*** Dataset excerpts ***

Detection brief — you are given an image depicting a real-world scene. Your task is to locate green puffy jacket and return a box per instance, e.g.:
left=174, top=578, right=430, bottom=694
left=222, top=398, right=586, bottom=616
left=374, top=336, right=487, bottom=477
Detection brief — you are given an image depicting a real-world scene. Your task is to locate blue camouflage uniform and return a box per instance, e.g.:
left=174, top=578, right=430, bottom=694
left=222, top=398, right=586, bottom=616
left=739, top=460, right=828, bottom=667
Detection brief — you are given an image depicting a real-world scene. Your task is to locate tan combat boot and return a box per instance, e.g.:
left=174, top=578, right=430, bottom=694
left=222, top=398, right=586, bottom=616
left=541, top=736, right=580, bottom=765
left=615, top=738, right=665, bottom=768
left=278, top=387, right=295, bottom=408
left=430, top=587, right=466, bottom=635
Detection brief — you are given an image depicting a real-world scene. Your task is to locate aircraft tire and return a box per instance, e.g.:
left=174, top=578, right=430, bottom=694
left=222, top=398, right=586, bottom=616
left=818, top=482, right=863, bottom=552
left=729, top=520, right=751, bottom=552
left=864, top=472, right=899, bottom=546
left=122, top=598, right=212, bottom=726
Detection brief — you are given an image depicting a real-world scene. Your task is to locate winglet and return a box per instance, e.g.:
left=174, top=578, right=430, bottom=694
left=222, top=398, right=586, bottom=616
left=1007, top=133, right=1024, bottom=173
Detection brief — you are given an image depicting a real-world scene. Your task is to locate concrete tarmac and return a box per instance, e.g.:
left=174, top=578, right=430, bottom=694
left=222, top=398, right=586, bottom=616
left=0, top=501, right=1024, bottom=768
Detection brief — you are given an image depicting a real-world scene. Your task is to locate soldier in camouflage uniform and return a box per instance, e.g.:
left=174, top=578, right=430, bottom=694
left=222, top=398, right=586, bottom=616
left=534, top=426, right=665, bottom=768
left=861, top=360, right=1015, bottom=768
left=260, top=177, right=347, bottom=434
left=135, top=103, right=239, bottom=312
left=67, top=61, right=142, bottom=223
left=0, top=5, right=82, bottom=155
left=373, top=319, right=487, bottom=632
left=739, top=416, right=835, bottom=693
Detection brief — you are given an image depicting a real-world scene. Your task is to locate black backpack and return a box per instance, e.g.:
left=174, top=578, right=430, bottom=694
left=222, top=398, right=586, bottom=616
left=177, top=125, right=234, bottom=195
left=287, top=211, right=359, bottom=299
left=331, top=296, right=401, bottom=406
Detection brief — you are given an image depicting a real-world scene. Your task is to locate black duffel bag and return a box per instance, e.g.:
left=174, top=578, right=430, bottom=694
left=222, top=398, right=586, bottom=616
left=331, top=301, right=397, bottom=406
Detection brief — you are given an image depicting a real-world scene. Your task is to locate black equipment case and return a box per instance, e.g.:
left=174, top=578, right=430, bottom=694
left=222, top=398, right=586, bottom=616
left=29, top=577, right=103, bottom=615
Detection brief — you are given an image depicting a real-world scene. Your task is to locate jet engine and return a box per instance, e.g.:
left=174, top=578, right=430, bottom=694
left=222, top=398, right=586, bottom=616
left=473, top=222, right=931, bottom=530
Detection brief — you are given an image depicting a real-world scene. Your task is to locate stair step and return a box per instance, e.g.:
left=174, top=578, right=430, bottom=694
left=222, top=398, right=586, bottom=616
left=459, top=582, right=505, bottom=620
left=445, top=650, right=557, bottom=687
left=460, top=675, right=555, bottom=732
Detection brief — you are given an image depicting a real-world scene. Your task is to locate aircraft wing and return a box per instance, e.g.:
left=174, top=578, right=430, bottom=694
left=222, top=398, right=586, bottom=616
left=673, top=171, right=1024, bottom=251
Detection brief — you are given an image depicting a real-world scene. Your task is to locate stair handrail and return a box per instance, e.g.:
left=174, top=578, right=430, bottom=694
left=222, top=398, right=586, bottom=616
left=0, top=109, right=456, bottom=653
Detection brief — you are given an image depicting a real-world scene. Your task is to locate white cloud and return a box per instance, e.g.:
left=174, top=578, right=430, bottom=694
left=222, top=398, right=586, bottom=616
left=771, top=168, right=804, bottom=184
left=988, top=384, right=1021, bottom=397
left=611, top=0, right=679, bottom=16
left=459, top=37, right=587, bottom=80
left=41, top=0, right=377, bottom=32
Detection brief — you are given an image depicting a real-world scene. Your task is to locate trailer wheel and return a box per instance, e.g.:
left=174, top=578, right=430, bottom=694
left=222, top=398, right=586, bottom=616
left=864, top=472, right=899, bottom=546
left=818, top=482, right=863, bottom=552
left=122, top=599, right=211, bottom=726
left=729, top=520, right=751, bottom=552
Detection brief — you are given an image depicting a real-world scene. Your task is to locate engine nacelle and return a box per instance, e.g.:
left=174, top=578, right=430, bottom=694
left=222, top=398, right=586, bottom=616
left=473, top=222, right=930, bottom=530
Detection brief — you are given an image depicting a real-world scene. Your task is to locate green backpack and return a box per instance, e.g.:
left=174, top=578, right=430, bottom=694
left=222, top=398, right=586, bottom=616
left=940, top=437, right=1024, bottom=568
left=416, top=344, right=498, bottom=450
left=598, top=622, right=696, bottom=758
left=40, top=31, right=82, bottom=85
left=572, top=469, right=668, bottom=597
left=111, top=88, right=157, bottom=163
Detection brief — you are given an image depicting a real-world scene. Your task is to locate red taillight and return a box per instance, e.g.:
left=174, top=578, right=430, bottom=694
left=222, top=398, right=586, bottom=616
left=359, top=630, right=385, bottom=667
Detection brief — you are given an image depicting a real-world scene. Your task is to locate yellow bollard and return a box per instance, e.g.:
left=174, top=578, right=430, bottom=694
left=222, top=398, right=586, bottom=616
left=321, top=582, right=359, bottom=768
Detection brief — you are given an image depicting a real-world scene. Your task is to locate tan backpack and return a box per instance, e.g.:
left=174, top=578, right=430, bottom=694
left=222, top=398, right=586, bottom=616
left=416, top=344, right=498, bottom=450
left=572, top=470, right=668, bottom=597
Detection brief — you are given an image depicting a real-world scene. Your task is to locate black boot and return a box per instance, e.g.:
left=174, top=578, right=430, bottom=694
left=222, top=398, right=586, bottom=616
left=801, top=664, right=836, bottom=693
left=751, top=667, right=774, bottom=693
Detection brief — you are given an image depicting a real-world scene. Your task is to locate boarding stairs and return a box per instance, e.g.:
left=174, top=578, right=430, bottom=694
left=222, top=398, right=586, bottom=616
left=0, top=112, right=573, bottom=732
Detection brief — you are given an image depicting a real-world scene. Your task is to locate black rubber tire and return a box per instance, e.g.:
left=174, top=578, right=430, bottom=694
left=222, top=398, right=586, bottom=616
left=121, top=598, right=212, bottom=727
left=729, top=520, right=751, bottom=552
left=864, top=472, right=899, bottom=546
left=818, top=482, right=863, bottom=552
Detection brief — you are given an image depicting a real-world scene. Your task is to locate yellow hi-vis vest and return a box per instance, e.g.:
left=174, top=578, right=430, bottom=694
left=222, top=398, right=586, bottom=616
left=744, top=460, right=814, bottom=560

***

Do this
Turn the items from the very start through the line containing "left=374, top=336, right=487, bottom=477" into a numbered list, leaving out any blank lines.

Solution for this task
1. Detection brief — you are given an image depicting a real-world scene. Your task is to locate green puffy jacket and return a box per instance, e.g.:
2. left=174, top=578, right=430, bottom=694
3. left=222, top=398, right=586, bottom=616
4. left=374, top=336, right=487, bottom=477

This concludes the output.